Excerpt to read:
As I discussed in my answer, the rank of the abelianization of $\Gamma_n(p)$ is $n^2-1$, so any generating set must have size at least $n^2-1$. –  Andy Putman Sep 26 '11 at 14:00
    
@Andy: Oops, did not process that part. –  Igor Rivin Sep 26 '11 at 14:10

1 Answer 1

I'm pretty sure that no such explicit generating set exists in the literature. However, at some point I spent some time thinking about this and I have a conjectural generating set.

Normal generators. Let $\Gamma_n$ denote $SL_n(\mathbb{Z})$ and let $\Gamma_n(p)$ denote the level $p$ congruence subgroup of $\Gamma_n$. For $1 \leq i,j \leq n$ such that $i \neq j$, let $e_{ij}$ be the $(i,j)$-elementary matrix. Define $S = \{e_{ij}\ |\ 1 \leq i,j \leq n, i \neq j\}$ and $S(p) = \{e_{ij}^p\ |\ 1 \leq i,j \leq n, i \neq j\}$. Clearly we have $S(p) \subset \Gamma_n(p)$. Moreover, the proof of the congruence subgroup theorem (by Mennicke and Serre) shows that $\Gamma_n(p)$ is the normal closure in $\Gamma_n$ of the subgroup generated by $S(p)$.

Abelianization of congruence subgroup. However, $S(p)$ does not generate $\Gamma_n(p)$. This follows from the computation of the abelianization of $\Gamma_n(p)$ by Lee and Szczarba. Briefly, they defined a homomorphism $$\phi : \Gamma_n(p) \rightarrow \mathfrak{sl}_n(\mathbb{Z}/p).$$ Here $\mathfrak{sl}_n(\mathbb{Z}/p)$ is the abelian group of $n \times n$ matrices of trace $0$ with entries in $\mathbb{Z}/p$. The definition of $\phi$ is as follows. An element of $\Gamma_n(p)$ is of the form $1 + p A$ for some matrix $A$. Define $\phi(1+pA) = A$ modulo $p$. It is easy to see that the trace of $A$ mod $p$ is $0$. Moreover, this map is a homomorphism due to the identity $$(1+pA)(1+pB) = 1+p(A+B)+p^2 AB.$$ Lee and Szczarba proved two things about $\phi$.

Available data:
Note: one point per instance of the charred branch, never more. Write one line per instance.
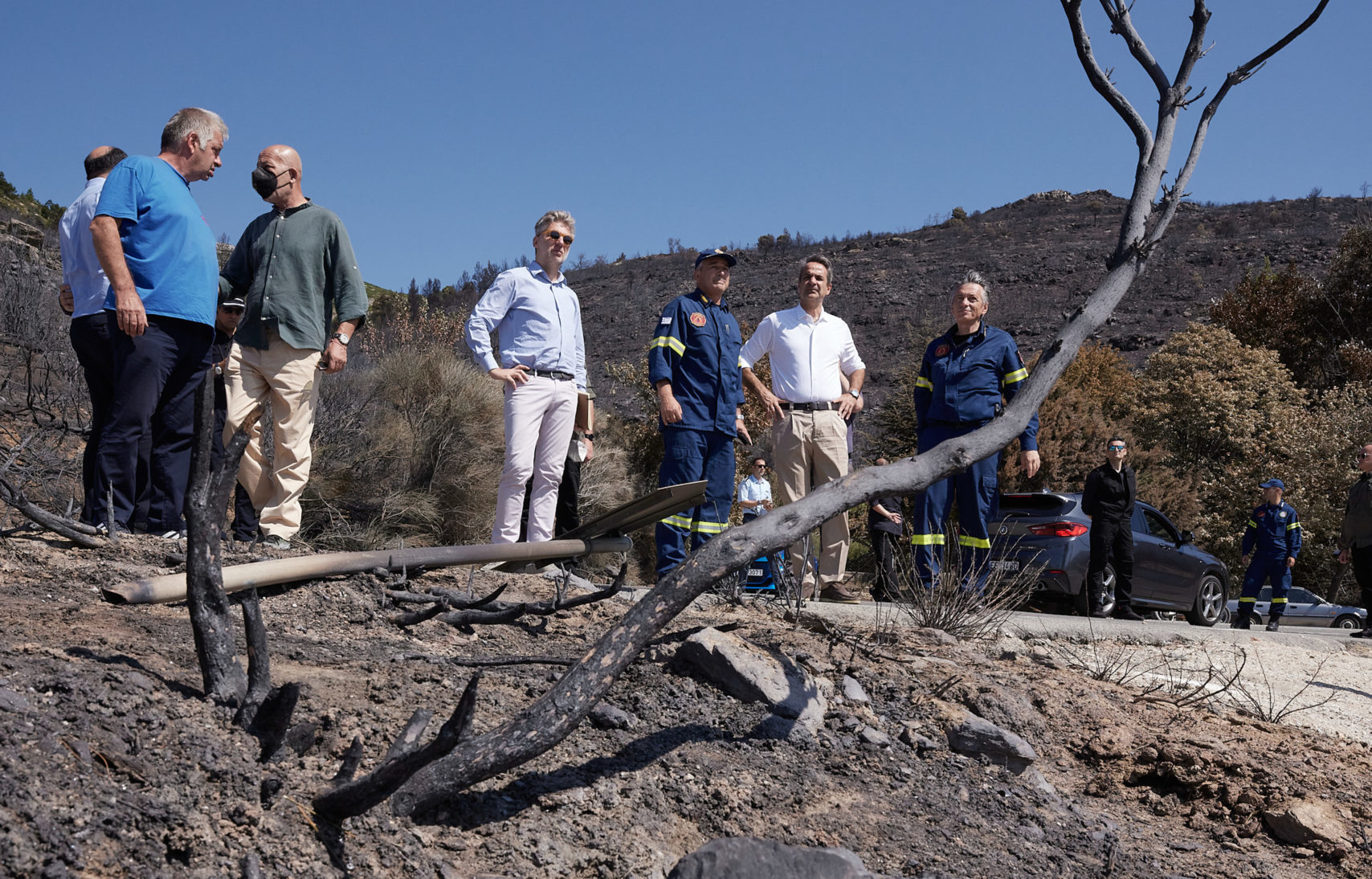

Your objective: Can you transcribe the part of the congruence subgroup excerpt that begins with the words "Abelianization of congruence" and ends with "things about $\phi$."? The data on this page comes from a separate source.

Task result:
Abelianization of congruence subgroup. However, $S(p)$ does not generate $\Gamma_n(p)$. This follows from the computation of the abelianization of $\Gamma_n(p)$ by Lee and Szczarba. Briefly, they defined a homomorphism $$\phi : \Gamma_n(p) \rightarrow \mathfrak{sl}_n(\mathbb{Z}/p).$$ Here $\mathfrak{sl}_n(\mathbb{Z}/p)$ is the abelian group of $n \times n$ matrices of trace $0$ with entries in $\mathbb{Z}/p$. The definition of $\phi$ is as follows. An element of $\Gamma_n(p)$ is of the form $1 + p A$ for some matrix $A$. Define $\phi(1+pA) = A$ modulo $p$. It is easy to see that the trace of $A$ mod $p$ is $0$. Moreover, this map is a homomorphism due to the identity $$(1+pA)(1+pB) = 1+p(A+B)+p^2 AB.$$ Lee and Szczarba proved two things about $\phi$.